-- Start Record excerpts --

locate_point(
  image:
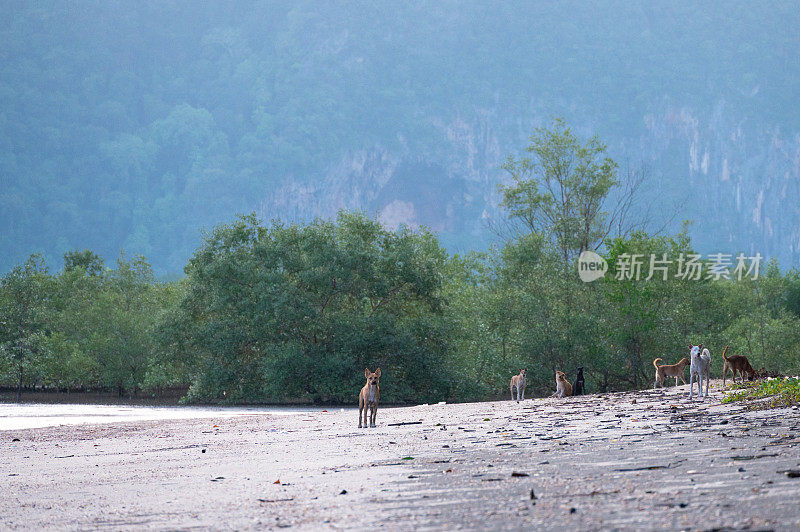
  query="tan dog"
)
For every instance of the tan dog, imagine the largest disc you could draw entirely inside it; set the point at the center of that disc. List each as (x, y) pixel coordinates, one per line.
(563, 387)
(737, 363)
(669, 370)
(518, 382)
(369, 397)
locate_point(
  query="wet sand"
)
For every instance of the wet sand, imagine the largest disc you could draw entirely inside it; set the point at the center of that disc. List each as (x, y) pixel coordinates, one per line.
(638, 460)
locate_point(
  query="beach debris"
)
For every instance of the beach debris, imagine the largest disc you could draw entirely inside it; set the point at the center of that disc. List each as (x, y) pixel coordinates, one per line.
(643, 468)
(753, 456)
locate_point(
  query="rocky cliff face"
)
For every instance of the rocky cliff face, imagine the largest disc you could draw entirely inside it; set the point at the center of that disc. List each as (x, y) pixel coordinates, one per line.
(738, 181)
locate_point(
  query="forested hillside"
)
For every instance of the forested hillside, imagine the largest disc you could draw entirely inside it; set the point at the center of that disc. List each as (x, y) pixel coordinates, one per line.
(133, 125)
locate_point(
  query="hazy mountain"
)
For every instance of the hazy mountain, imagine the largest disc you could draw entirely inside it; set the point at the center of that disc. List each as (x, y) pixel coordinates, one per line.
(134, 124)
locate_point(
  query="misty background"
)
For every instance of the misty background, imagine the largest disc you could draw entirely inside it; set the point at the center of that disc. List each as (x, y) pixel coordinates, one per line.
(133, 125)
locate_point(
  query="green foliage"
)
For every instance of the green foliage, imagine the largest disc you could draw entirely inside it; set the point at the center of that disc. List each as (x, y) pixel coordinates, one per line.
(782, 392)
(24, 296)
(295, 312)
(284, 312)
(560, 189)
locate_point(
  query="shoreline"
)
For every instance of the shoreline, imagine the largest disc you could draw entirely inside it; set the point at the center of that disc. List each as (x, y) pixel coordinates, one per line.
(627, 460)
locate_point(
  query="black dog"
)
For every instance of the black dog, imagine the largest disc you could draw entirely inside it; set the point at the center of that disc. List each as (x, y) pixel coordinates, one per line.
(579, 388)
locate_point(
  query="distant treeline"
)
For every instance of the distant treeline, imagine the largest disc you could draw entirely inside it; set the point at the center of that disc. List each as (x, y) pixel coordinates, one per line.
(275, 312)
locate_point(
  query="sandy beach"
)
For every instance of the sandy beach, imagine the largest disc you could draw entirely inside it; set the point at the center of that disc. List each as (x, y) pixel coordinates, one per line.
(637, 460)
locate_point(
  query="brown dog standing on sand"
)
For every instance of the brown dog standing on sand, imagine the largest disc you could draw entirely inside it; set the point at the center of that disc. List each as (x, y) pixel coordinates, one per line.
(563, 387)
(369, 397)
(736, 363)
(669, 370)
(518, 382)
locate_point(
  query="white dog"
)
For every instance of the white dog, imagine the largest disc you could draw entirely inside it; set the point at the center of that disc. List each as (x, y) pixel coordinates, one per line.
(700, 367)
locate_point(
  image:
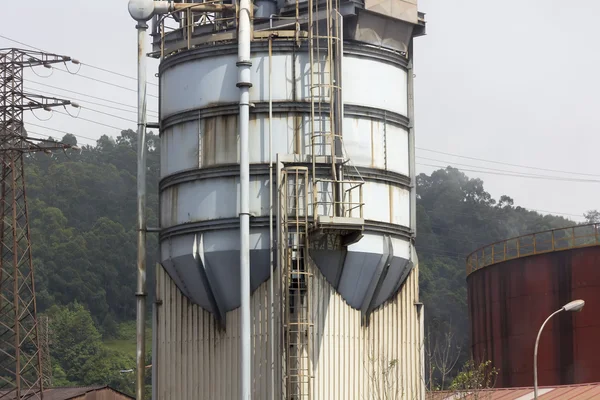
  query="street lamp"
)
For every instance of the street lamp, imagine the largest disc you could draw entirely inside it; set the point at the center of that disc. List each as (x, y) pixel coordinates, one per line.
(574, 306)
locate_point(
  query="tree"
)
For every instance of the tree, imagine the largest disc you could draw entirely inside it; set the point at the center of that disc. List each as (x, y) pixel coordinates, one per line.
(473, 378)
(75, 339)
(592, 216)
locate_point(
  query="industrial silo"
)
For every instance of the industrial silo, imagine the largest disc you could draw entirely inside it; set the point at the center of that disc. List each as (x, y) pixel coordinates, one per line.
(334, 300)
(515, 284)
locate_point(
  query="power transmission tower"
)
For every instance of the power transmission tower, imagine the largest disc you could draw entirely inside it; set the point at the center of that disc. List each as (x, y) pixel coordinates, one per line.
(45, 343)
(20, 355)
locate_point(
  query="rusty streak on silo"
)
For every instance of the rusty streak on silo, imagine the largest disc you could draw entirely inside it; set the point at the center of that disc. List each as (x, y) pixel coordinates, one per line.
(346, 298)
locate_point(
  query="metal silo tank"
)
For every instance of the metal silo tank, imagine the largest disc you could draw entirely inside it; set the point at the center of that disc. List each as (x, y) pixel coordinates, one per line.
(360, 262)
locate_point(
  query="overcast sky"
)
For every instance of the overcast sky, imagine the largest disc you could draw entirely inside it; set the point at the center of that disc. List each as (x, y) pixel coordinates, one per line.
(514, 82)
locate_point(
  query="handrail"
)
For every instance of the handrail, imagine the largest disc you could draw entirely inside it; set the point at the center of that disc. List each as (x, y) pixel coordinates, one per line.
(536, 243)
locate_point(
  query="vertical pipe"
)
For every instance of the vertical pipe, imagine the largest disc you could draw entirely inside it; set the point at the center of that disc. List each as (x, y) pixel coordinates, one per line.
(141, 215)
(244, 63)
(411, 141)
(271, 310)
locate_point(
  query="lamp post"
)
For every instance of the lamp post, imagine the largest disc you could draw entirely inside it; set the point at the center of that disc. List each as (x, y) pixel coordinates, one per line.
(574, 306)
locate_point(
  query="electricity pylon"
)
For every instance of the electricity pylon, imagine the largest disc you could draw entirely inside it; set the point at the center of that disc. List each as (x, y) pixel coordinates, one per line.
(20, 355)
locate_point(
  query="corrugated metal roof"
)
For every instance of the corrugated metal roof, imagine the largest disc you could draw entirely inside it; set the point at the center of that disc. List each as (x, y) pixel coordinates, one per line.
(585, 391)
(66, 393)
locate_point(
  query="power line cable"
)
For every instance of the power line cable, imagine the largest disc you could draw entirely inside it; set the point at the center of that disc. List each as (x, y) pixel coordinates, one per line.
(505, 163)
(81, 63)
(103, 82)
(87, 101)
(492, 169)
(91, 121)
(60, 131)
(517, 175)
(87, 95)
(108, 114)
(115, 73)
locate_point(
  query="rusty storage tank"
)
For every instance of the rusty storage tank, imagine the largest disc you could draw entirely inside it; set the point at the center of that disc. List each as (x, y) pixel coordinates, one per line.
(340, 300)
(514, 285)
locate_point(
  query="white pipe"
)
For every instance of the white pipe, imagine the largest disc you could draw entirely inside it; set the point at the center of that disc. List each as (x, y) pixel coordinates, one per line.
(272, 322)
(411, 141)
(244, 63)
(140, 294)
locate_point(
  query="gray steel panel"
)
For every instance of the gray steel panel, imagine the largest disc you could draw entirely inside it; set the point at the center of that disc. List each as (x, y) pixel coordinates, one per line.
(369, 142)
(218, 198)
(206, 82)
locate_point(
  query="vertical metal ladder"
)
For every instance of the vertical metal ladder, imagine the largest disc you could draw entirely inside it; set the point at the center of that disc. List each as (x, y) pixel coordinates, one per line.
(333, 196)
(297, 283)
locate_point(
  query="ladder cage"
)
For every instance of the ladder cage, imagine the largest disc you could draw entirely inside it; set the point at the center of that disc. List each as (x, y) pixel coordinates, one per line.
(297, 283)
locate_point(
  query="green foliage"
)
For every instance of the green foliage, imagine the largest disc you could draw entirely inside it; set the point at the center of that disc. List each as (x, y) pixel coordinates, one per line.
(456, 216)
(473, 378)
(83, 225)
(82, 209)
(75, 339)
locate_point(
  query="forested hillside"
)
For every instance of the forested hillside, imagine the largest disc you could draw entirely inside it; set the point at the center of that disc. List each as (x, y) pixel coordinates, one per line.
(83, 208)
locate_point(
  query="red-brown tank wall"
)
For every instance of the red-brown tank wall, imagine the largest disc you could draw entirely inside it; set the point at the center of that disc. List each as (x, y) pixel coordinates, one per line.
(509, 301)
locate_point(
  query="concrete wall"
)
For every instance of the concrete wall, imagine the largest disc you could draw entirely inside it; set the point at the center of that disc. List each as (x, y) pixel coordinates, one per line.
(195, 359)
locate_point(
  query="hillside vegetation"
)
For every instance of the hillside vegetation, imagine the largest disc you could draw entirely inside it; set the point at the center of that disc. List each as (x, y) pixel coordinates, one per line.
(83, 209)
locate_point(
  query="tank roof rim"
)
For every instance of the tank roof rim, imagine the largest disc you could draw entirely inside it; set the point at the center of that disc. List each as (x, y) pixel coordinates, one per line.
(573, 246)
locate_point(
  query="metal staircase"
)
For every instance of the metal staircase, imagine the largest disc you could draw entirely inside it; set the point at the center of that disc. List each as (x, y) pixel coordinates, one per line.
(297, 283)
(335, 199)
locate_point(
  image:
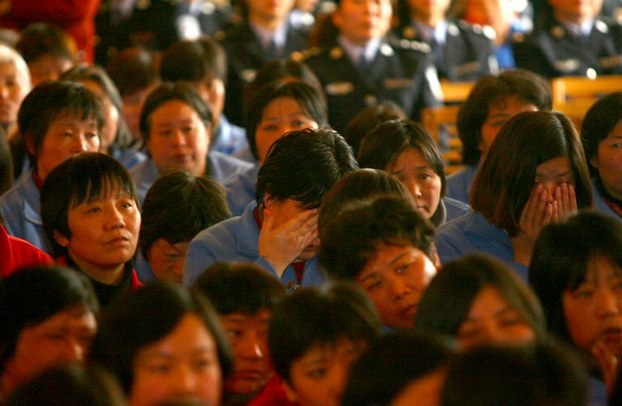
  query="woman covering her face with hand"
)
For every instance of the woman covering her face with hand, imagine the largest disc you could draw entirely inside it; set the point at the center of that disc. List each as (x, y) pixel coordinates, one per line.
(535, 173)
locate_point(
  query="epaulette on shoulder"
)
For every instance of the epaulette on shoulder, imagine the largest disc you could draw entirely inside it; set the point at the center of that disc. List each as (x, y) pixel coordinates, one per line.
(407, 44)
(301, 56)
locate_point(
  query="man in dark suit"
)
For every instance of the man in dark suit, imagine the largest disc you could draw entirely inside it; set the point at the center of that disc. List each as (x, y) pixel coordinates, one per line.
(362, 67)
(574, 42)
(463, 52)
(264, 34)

-- End Record excerpts --

### Exercise
Report each line of the listing above that contains the string "distant", treating uppercase and lowercase letters as distinct.

### Task result
  query="distant treeline"
For every instance of the distant treeline, imagine the largest disc you could draw entirely inside it; set the point at the center of that disc. List each as (x, y) pixel coordinates, one per line.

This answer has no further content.